Though Cooper died in 2004, his request to have his ashes sent into space went unfulfilled until this week, when they were launched aboard the second stage of the SpaceX Dragon rocket, which is expected to orbit Earth for a year, before burning up upon re-entry.
06:02:12 -- PICTURES OF THE WEEK: Pictures from the Gemini IV mission which launched 47 years ago tomorrow, June 3, 1965. Top: Astronauts James A. McDivitt and Edward H. White II inside the Gemini spacecraft for a simulated launch at Cape Canaveral, Florida, May 13, 1965. Second Photo: Ed White and James McDivitt inside the Gemini IV spacecraft wait for liftoff. Third Photo: Liftoff, June 3, 1965, 10:15:59 a.m. EST. Fourth Photo: Astronaut Ed White makes history that day, floating out of the hatch of the two-man capsule into the void of space to become the first American to undertake a "spacewalk". For 23 minutes White would float and maneuver himself around the Gemini spacecraft while logging 6500 miles during his orbital stroll. White was attached to the spacecraft by a 25 foot umbilical line and a 23-ft. tether line, both wrapped in gold tape to form one cord. In his right hand White carries a Hand Held Self Maneuvering Unit, used to move about the weightless environment of space. The visor of White's helmet is gold plated to protect him from the unfiltered rays of the sun. Fifth Photo: Mrs. Patricia McDivitt and Mrs. Patricia White speak to their astronaut husbands as they pass over the United States, June 3, 1965. Last Photo: White and McDivitt after splashdown, June 7, 1965, aboard the aircraft carrier U.S.S. Wasp, receiving a congratulatory message from President Lyndon B. Johnson. The two men had circled Earth 66 times over the course of four days, the longest of any American space flight up to that time and a vital step to demonstrating the feasibility of extended stays in space as part of preparations for a flight to the moon.
Nineteen months later, on January 27, 1967, Edward H. White II was killed -- along with astronauts Virgil "Gus" Grissom and Roger B. Chaffee -- when a fire broke out in the command capsule during a pre-launch test of Apollo 1 at Cape Kennedy. McDivitt would go on to command Apollo 9 in March, 1969, representing the first manned flight of all Apollo lunar hardware in Earth orbit as well as the first manned flight of the lunar module.

○ ○ ○ ○ ○ ○ ○

*TASKS TO COMPLETE*:
1) Condense the paragraph of the spaceflight text that begins "Nineteen months later" into a short bulleted list that keeps its main facts.
2) According to the spaceflight text, how many times did White and McDivitt circle Earth, and over how many days?
3) Extend the spaceflight text, picking up right after its final sentence.
The entries that follow have no connection to the spaceflight text.

*DATA FOR REVIEW*:

○ ○ ○ ○ ○ ○ ○

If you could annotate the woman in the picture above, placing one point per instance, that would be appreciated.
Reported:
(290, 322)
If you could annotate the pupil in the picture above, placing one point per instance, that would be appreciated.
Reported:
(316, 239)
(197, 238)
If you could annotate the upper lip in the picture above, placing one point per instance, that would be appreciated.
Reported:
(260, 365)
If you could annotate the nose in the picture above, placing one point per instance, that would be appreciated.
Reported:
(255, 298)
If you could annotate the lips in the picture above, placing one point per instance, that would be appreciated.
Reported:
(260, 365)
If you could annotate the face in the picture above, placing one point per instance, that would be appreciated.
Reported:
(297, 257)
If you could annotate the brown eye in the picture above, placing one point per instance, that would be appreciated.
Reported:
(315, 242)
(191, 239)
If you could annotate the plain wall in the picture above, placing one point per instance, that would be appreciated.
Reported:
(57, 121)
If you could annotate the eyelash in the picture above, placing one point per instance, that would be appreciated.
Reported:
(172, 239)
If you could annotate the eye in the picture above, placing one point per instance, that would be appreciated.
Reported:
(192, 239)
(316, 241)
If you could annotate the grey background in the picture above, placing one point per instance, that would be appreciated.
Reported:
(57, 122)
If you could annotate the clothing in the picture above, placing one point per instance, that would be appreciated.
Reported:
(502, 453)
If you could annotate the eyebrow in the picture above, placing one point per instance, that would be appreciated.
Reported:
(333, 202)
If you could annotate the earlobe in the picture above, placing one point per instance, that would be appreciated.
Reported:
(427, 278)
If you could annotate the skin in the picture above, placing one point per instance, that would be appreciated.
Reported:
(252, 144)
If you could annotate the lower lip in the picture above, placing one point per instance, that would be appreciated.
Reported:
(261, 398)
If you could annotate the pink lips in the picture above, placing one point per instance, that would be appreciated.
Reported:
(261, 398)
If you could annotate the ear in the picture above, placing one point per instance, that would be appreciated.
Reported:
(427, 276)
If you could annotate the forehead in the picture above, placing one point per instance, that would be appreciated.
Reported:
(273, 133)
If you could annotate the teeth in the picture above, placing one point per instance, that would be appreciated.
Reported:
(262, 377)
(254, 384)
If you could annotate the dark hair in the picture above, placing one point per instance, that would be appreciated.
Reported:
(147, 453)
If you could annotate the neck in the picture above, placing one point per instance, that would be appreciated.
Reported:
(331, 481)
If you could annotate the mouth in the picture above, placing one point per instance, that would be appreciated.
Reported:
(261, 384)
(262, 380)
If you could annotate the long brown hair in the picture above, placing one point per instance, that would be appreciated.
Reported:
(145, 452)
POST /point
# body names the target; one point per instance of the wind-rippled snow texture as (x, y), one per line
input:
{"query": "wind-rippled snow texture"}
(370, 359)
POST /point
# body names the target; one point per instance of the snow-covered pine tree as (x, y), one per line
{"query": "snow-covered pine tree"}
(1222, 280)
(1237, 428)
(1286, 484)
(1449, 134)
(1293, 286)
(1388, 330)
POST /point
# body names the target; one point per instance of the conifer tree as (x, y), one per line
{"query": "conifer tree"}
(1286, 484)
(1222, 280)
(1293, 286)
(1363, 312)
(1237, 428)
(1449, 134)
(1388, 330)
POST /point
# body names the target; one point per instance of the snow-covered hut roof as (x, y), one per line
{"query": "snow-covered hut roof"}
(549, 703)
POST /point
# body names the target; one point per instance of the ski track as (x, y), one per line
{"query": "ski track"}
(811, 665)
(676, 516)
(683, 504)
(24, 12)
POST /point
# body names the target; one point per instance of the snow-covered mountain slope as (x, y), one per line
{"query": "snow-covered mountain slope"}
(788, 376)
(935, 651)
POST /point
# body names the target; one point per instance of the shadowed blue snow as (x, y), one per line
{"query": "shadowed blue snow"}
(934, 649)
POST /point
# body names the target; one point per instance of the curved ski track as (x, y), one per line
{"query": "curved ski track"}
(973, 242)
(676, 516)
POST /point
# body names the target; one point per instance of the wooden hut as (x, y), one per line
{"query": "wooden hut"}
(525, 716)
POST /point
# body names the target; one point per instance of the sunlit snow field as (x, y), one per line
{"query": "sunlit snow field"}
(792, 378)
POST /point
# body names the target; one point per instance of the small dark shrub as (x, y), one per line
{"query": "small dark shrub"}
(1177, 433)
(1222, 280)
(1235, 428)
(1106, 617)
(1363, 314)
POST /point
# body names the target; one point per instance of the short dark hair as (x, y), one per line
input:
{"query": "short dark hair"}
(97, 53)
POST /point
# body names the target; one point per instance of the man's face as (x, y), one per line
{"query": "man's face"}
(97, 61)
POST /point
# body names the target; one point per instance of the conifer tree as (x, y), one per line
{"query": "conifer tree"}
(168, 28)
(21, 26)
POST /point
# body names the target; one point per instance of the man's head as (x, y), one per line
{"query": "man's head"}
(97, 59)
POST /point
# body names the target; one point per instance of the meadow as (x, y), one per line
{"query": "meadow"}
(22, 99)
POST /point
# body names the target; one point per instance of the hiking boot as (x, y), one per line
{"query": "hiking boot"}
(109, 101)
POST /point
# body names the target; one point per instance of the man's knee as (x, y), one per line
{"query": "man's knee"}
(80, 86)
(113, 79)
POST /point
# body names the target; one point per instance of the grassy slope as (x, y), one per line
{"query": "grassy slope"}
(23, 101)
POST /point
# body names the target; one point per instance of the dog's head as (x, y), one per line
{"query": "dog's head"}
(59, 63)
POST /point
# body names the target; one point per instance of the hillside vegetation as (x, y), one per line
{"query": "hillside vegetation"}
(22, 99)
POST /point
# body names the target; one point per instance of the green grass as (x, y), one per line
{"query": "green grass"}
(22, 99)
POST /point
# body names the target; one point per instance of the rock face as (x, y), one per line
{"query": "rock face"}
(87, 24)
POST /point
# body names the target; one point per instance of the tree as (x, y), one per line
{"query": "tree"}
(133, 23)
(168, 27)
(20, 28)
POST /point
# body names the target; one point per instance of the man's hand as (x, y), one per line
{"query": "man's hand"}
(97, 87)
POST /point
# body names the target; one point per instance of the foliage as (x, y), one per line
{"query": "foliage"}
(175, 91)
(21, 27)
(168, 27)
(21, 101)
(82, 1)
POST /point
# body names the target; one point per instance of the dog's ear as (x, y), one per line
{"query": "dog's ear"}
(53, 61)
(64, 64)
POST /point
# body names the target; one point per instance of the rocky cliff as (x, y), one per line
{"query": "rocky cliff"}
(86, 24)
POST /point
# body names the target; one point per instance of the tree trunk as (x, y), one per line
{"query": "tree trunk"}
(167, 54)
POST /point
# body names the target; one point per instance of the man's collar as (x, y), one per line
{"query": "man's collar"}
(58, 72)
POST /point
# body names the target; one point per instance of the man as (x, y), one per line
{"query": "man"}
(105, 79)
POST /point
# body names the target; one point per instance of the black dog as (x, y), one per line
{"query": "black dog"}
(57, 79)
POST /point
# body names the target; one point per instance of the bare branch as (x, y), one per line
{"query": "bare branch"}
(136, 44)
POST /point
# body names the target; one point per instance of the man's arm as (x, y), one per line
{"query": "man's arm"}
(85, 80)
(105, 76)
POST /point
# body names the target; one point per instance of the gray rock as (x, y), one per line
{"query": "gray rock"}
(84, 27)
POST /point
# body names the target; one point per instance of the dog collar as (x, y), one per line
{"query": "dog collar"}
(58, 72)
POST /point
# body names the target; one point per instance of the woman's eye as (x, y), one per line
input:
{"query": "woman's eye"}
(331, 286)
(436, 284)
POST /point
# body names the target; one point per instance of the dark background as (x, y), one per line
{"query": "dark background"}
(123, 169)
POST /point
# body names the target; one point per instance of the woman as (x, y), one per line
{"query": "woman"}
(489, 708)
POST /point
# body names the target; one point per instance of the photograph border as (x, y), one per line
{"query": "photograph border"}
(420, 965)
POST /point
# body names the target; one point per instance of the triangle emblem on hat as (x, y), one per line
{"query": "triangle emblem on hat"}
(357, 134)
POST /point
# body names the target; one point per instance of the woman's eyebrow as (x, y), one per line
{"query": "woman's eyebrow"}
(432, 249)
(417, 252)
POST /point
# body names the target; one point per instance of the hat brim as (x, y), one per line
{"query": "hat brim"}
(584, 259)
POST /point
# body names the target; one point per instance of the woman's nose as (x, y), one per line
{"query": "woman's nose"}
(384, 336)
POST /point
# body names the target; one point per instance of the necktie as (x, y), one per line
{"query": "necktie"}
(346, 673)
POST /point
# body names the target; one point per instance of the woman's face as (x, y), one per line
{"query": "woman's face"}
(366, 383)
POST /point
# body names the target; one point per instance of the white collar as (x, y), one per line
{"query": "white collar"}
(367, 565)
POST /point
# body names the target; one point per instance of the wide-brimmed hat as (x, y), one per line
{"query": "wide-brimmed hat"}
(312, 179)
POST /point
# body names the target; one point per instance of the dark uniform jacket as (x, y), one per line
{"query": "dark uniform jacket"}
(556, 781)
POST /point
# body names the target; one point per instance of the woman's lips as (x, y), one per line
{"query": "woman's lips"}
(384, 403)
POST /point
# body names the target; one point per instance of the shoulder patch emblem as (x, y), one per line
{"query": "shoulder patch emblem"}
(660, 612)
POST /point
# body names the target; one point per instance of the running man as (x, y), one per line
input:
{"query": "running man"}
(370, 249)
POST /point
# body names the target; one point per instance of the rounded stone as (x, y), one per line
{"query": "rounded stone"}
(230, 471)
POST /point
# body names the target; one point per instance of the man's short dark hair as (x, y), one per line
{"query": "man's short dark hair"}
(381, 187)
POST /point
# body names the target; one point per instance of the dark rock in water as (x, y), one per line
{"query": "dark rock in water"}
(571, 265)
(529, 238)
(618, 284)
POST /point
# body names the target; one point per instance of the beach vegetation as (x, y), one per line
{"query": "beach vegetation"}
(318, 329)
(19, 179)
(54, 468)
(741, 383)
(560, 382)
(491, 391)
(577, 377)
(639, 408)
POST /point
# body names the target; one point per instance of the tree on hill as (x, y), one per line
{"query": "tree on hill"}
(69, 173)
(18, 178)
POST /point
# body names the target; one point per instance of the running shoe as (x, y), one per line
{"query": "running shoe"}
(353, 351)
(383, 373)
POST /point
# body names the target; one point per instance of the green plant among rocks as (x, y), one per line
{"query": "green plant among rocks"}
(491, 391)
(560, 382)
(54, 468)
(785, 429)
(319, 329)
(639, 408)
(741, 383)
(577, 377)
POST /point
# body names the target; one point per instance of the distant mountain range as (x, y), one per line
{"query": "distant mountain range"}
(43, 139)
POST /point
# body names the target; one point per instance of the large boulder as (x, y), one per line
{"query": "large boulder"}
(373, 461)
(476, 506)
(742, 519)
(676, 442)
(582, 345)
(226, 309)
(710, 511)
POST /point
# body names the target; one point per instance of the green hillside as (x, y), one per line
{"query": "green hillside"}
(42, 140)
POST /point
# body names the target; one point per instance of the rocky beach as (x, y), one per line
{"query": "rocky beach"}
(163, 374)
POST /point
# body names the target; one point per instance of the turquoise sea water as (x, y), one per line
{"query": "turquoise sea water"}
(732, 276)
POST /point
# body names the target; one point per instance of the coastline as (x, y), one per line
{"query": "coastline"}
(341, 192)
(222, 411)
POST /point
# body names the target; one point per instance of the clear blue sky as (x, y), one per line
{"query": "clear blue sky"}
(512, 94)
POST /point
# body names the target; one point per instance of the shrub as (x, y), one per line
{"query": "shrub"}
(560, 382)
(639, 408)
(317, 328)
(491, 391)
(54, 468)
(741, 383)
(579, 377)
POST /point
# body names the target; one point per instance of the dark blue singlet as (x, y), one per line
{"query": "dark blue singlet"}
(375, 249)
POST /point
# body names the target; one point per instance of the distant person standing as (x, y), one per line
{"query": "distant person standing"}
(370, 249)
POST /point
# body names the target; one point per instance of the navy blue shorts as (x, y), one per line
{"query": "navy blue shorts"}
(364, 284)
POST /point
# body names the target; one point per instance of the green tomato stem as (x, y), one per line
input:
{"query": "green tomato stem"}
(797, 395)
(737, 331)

○ ○ ○ ○ ○ ○ ○

*RESULTS FOR EACH TASK*:
1)
- On January 27, 1967, Edward H. White II died with astronauts Virgil "Gus" Grissom and Roger B. Chaffee.
- A fire broke out in the command capsule during a pre-launch test of Apollo 1 at Cape Kennedy.
- McDivitt later commanded Apollo 9 in March 1969.
- That flight was the first manned flight of all Apollo lunar hardware in Earth orbit.
- It was also the first manned flight of the lunar module.

2) They circled Earth 66 times over four days.

3)
06:09:12 -- PICTURES OF THE WEEK: From 1957, Project RED SOCKS was to be "the world's first useful moon rocket," proposed by the Jet Propulsion Laboratory/California Institute of Technology in October 1957. These artist's renditions show the configuration of motors and a diagram of the moon orbit.
RED SOCKS was to respond to the Sputnik launch challenge with a significant technological advance over the Soviet Union instead of merely matching them with another earth-orbiting satellite. The objectives of the project were to: 1) get photos, 2) refine space guidance techniques, and 3) "impress the world" with a series of nine rocket flights to the moon. The second of the nine flights was to take pictures of the back of the moon. The necessary technology had already been developed for earlier projects, such as the Re-entry Test Vehicle and the Microlock radio ground tracking system. Project RED SOCKS received no support in Washington. In December 1957, JPL and the Army Ballistic Missile Agency (ABMA) were instead asked to orbit an Earth satellite. Explorer 1 was launched 81 days later, on January 29, 1958. A modified RED SOCKS plan was carried out in the Pioneer 4 project in March 1959.
06:16:12 -- PICTURE OF THE WEEK: From 1959. An early space station concept drawing. The station was designed as a laboratory to study the physical and behavioral effects of prolonged space flight, and could have possibly been crewed by 50 people. This particular image appeared in the 1959 Space The New Frontier brochure produced by NASA.